▸ PROBLEM TO WORK ON:
Reproduce the part of the Francesco Bidognetti article running from "Francesco Bidognetti (born" down to "for Midnight Frankie).", character for character.

[[ EXTRACT TO READ, beginning ]]

= Francesco Bidognetti =

Italian criminal

Mugshot of Francesco Bidognetti, taken after his arrest in 1993.

Francesco Bidognetti (born January 21, 1951, in Casal di Principe) is a powerful Italian Camorrista. He is the chief lieutenant of Francesco Schiavone, boss of the Casalesi clan from Casal di Principe in the province of Caserta, and head of the Bidognetti clan, one of the five clans which make up the Casalesi. He is known as "'Cicciott' 'e Mezzanotte'" (Neapolitan for Midnight Frankie).

==Biography==
===Waste disposal king===
The Bidognetti and Tavoletta clans are very strong in the northern towns of Caserta province. They operate several illegal dumps between Naples and Caserta. Tonnes of dangerous waste from northern and central Italy are planted in the dumps, as well as toxic wastes from factories, hospitals and cemeteries. As such, Bidognetti is considered by Italian law enforcement to be the boss of the waste disposal arm of the clan.

Bidognetti's lover, Angela Barra ruled the territory of Teverola and was the main conduit of all the political and economic alliances of the Casalesi Clan. In 1990, Bidognetti ordered the medical doctor Gennaro Falco's killing, for having not taken proper care of his wife by failing to diagnose her with cancer in time.

His nephew Gaetano Cerci is believed to be the key link between the clan and Licio Gelli, head of the defunct P2 masonic lodge. Many tapped telephone conversations by the Roman police proved that Cerci stayed several times at Gelli's house in Villa Wanda, near Arezzo. In 1993, Villa Wanda was searched, on orders of the Naples public prosecutor, but police failed to find the computer discs that they were looking for.

[[ EXTRACT TO READ, end ]]
[[ DATA EXTRACT, beginning ]]

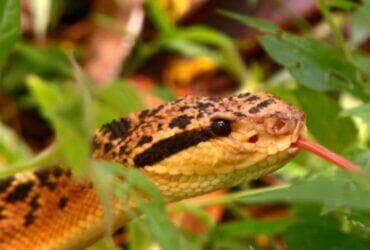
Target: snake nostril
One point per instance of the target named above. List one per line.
(279, 124)
(253, 139)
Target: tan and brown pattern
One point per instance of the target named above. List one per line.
(187, 147)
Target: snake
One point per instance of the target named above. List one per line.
(188, 147)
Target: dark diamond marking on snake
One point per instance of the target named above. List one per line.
(172, 145)
(181, 121)
(143, 114)
(159, 126)
(20, 192)
(2, 216)
(34, 203)
(203, 105)
(239, 114)
(156, 110)
(29, 219)
(144, 139)
(63, 202)
(118, 129)
(43, 175)
(5, 183)
(107, 147)
(183, 108)
(252, 98)
(122, 150)
(57, 172)
(261, 105)
(243, 95)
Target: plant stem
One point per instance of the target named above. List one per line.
(236, 196)
(334, 28)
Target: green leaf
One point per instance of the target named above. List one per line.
(315, 64)
(342, 4)
(12, 148)
(361, 24)
(362, 111)
(50, 63)
(251, 21)
(41, 13)
(64, 110)
(320, 232)
(116, 100)
(226, 56)
(249, 228)
(159, 16)
(333, 192)
(9, 27)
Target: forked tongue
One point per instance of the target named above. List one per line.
(328, 155)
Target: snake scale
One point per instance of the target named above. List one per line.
(187, 147)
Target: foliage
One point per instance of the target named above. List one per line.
(329, 208)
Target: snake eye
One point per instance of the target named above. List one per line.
(221, 127)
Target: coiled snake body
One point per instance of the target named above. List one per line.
(187, 147)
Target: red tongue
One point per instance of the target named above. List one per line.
(326, 154)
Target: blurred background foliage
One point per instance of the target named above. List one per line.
(67, 67)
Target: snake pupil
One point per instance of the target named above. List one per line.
(221, 127)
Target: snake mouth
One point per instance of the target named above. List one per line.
(313, 147)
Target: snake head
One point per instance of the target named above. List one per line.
(196, 145)
(210, 143)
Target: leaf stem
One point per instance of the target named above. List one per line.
(45, 157)
(234, 196)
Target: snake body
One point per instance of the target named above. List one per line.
(187, 147)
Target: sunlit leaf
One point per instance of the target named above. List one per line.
(315, 64)
(12, 148)
(9, 27)
(362, 111)
(251, 21)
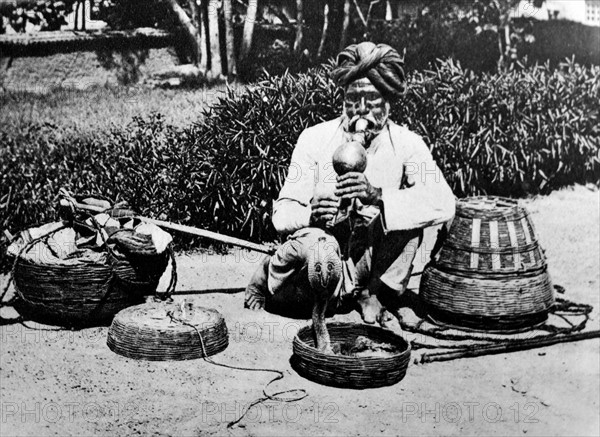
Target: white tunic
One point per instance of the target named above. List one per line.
(414, 191)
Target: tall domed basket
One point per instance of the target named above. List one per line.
(491, 273)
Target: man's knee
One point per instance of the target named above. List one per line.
(298, 245)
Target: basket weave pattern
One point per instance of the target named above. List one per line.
(346, 371)
(148, 332)
(85, 290)
(491, 272)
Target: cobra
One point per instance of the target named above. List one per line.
(324, 273)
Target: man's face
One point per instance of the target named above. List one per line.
(365, 109)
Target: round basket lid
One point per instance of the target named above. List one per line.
(161, 331)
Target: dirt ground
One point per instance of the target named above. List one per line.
(70, 383)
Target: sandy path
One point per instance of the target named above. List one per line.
(70, 383)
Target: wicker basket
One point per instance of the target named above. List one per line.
(158, 331)
(84, 290)
(346, 371)
(491, 273)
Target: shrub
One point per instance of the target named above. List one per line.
(514, 133)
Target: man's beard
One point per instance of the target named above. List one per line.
(364, 128)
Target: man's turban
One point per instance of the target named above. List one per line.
(380, 63)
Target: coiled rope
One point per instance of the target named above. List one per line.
(278, 396)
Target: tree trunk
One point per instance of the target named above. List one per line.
(299, 26)
(345, 24)
(186, 23)
(248, 29)
(325, 30)
(229, 44)
(214, 61)
(83, 15)
(204, 44)
(389, 14)
(196, 18)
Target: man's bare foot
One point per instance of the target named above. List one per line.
(371, 310)
(254, 299)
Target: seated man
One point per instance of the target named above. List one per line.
(401, 192)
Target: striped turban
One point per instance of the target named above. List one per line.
(380, 63)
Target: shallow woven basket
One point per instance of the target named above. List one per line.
(85, 290)
(154, 331)
(346, 371)
(491, 273)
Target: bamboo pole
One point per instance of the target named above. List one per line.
(263, 248)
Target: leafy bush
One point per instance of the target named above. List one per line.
(513, 133)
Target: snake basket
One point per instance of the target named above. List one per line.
(85, 289)
(491, 273)
(158, 331)
(349, 371)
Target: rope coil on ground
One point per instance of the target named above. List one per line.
(301, 393)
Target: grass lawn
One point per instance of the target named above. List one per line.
(97, 109)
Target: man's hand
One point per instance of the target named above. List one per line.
(324, 207)
(355, 185)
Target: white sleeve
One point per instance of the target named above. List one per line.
(292, 209)
(425, 199)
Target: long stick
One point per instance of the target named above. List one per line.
(477, 351)
(185, 229)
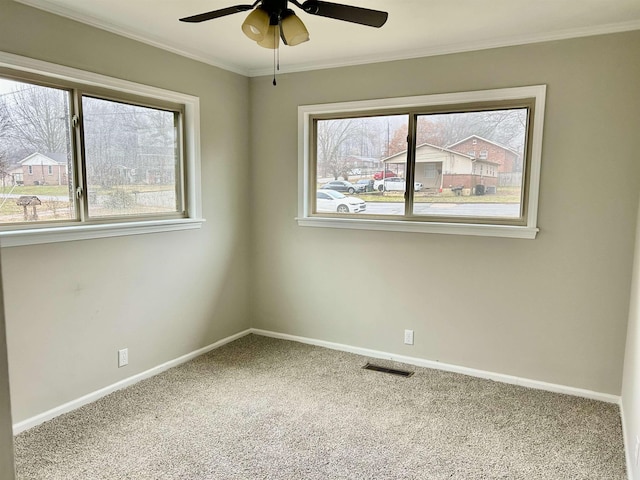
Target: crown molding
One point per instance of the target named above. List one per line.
(123, 32)
(457, 48)
(353, 61)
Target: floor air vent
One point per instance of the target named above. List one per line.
(393, 371)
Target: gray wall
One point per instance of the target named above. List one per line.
(552, 309)
(70, 306)
(631, 378)
(6, 437)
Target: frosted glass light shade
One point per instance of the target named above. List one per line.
(272, 38)
(256, 25)
(293, 30)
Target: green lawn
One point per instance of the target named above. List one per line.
(63, 190)
(503, 195)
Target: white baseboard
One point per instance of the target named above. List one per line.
(628, 444)
(92, 397)
(419, 362)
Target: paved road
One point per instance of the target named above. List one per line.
(448, 209)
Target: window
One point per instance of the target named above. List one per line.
(103, 156)
(437, 186)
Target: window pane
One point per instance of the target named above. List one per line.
(132, 159)
(469, 164)
(35, 154)
(350, 165)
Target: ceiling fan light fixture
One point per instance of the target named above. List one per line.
(272, 38)
(256, 25)
(293, 30)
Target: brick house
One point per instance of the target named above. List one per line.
(477, 147)
(439, 167)
(40, 169)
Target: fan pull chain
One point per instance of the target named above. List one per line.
(276, 54)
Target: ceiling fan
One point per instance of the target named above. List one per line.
(271, 20)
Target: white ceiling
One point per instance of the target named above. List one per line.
(415, 28)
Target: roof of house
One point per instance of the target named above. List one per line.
(478, 137)
(442, 149)
(38, 158)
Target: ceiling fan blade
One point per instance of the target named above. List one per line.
(348, 13)
(201, 17)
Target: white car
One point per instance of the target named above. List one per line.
(394, 184)
(330, 201)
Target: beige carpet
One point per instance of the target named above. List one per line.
(261, 408)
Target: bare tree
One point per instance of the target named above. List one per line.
(333, 139)
(36, 118)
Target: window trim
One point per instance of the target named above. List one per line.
(192, 162)
(527, 231)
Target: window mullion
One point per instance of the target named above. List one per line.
(79, 178)
(409, 173)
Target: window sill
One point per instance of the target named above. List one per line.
(507, 231)
(17, 238)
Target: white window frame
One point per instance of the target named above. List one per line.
(79, 231)
(527, 231)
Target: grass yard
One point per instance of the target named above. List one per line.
(503, 195)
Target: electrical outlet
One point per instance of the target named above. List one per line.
(123, 357)
(408, 337)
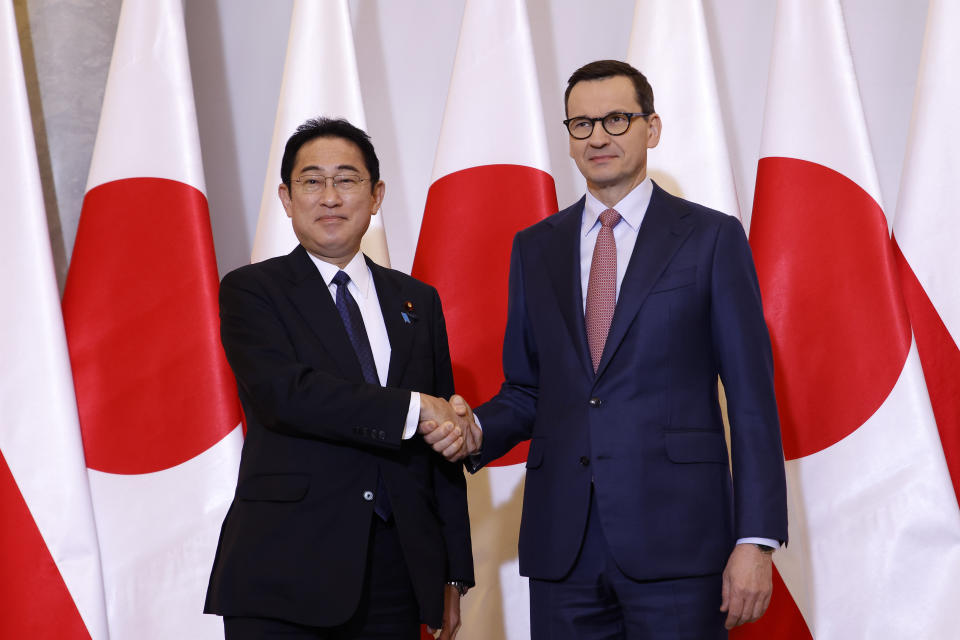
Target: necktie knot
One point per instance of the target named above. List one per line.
(341, 279)
(609, 218)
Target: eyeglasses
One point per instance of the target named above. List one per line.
(616, 124)
(314, 182)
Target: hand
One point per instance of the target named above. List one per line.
(438, 425)
(474, 434)
(747, 584)
(451, 614)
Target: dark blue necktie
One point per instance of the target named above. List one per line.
(353, 323)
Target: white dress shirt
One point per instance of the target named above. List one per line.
(365, 293)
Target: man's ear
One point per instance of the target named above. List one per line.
(379, 190)
(285, 200)
(654, 127)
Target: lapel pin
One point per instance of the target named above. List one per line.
(408, 315)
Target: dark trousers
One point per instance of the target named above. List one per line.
(597, 601)
(387, 610)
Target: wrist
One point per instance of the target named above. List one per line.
(459, 585)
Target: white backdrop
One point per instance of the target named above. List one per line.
(405, 54)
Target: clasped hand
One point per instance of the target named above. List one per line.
(449, 427)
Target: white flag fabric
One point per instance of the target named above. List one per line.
(874, 525)
(158, 406)
(670, 46)
(319, 79)
(49, 556)
(487, 185)
(926, 228)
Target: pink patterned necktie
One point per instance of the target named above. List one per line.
(602, 287)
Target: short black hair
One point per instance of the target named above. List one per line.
(601, 69)
(329, 128)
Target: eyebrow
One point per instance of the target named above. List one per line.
(341, 167)
(606, 114)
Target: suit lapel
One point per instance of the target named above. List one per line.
(312, 299)
(661, 233)
(562, 260)
(399, 330)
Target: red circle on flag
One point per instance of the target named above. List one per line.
(468, 226)
(831, 298)
(140, 308)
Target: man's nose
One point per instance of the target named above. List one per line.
(329, 193)
(599, 136)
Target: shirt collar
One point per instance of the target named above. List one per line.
(357, 269)
(631, 208)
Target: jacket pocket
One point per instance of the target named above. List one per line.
(535, 455)
(691, 445)
(277, 487)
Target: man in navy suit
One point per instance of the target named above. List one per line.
(624, 308)
(345, 525)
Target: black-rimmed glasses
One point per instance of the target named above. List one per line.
(616, 124)
(314, 182)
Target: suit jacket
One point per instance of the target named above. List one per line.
(645, 430)
(294, 543)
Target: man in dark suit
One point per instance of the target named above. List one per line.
(623, 310)
(345, 523)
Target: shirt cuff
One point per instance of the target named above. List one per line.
(413, 417)
(766, 541)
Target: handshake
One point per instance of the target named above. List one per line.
(449, 427)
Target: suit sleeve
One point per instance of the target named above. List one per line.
(745, 359)
(449, 483)
(286, 394)
(508, 417)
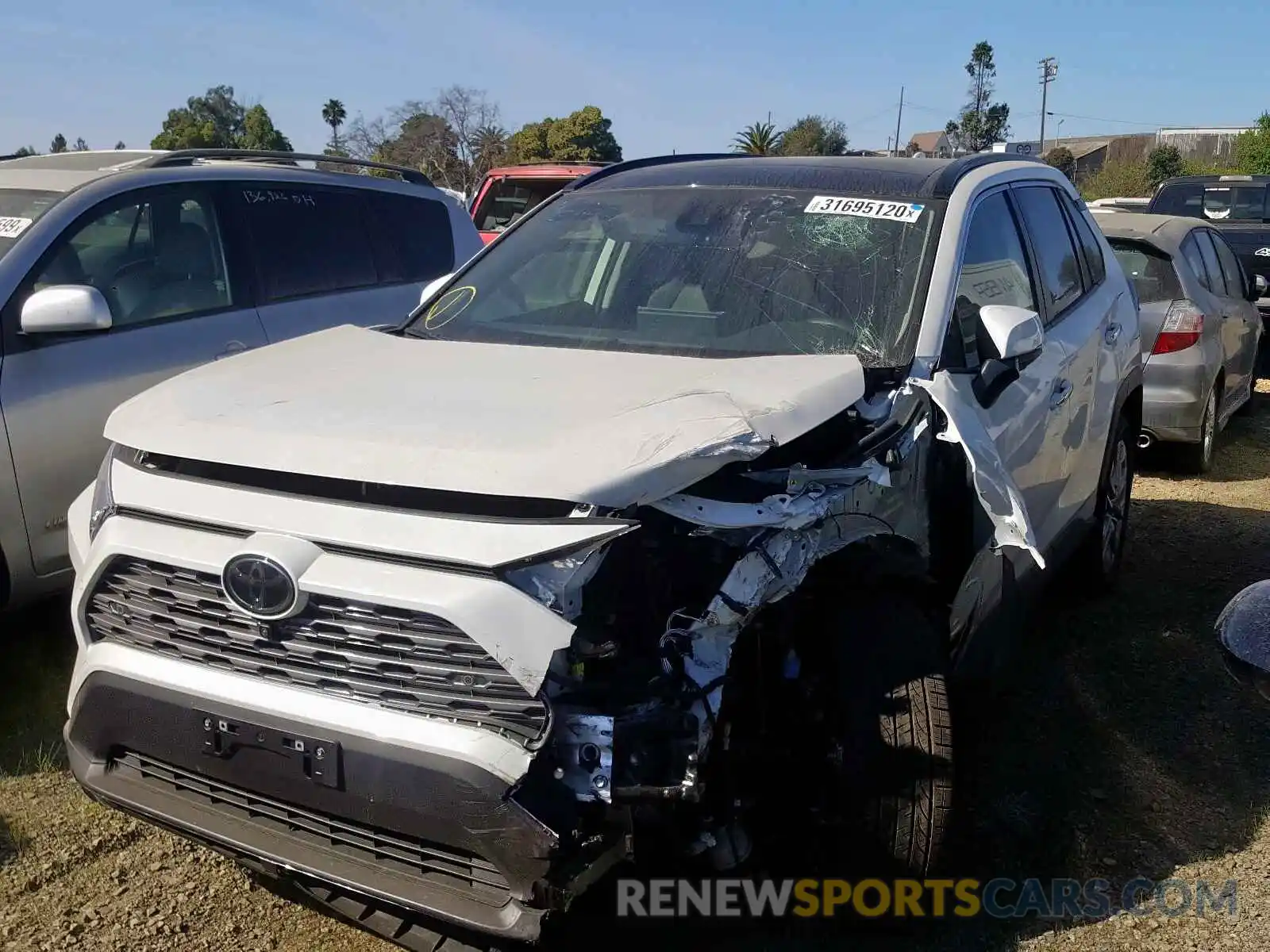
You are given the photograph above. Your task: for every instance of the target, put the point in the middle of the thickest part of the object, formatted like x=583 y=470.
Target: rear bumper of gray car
x=1174 y=391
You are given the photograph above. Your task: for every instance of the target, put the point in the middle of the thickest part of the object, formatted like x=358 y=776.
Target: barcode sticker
x=864 y=209
x=13 y=228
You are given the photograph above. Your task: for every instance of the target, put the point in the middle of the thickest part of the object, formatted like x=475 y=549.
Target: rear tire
x=1102 y=556
x=1198 y=457
x=895 y=729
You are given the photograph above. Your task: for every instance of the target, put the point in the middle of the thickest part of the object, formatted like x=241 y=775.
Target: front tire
x=895 y=727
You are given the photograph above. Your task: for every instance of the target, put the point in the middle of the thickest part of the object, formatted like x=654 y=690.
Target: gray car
x=120 y=270
x=1200 y=328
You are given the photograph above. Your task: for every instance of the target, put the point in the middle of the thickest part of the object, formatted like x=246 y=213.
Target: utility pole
x=1048 y=71
x=899 y=118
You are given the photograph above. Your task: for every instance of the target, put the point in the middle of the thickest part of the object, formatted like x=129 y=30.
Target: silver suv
x=121 y=268
x=664 y=526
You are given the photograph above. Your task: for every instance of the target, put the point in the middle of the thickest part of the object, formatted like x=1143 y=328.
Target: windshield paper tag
x=13 y=228
x=864 y=209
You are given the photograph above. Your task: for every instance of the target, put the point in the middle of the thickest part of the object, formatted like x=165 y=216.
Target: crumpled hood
x=556 y=423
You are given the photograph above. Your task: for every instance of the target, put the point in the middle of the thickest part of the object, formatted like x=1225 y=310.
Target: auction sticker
x=864 y=209
x=13 y=228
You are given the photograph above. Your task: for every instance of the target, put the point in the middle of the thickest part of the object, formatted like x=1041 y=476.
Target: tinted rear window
x=308 y=240
x=1213 y=202
x=1151 y=271
x=507 y=200
x=412 y=236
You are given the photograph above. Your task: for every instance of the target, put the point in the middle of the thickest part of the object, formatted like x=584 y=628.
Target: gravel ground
x=1118 y=749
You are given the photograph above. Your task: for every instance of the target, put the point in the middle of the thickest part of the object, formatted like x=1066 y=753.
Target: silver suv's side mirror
x=1018 y=336
x=1015 y=332
x=64 y=309
x=433 y=287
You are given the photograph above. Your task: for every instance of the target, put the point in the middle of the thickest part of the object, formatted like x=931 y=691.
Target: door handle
x=1060 y=395
x=234 y=347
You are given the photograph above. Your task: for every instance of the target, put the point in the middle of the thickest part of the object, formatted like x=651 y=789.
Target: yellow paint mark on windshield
x=448 y=306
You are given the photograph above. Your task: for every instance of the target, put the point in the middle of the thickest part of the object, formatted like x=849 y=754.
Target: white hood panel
x=584 y=425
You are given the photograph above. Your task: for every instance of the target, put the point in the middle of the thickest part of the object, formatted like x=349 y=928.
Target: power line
x=1114 y=122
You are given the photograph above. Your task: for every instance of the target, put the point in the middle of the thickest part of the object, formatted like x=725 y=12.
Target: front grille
x=389 y=657
x=432 y=863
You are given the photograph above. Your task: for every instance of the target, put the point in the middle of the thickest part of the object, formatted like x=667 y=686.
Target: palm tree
x=333 y=113
x=489 y=148
x=757 y=139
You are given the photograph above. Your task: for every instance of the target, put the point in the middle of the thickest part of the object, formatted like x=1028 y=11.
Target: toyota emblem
x=260 y=587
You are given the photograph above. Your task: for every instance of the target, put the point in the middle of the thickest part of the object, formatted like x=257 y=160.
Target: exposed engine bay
x=690 y=662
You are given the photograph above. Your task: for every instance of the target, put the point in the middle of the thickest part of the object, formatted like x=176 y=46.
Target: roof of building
x=861 y=175
x=926 y=141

[[ DATA EXTRACT, end ]]

▸ OUTPUT FOR THIS EXERCISE:
Francesco Bidognetti (born January 21, 1951, in Casal di Principe) is a powerful Italian Camorrista. He is the chief lieutenant of Francesco Schiavone, boss of the Casalesi clan from Casal di Principe in the province of Caserta, and head of the Bidognetti clan, one of the five clans which make up the Casalesi. He is known as "'Cicciott' 'e Mezzanotte'" (Neapolitan for Midnight Frankie).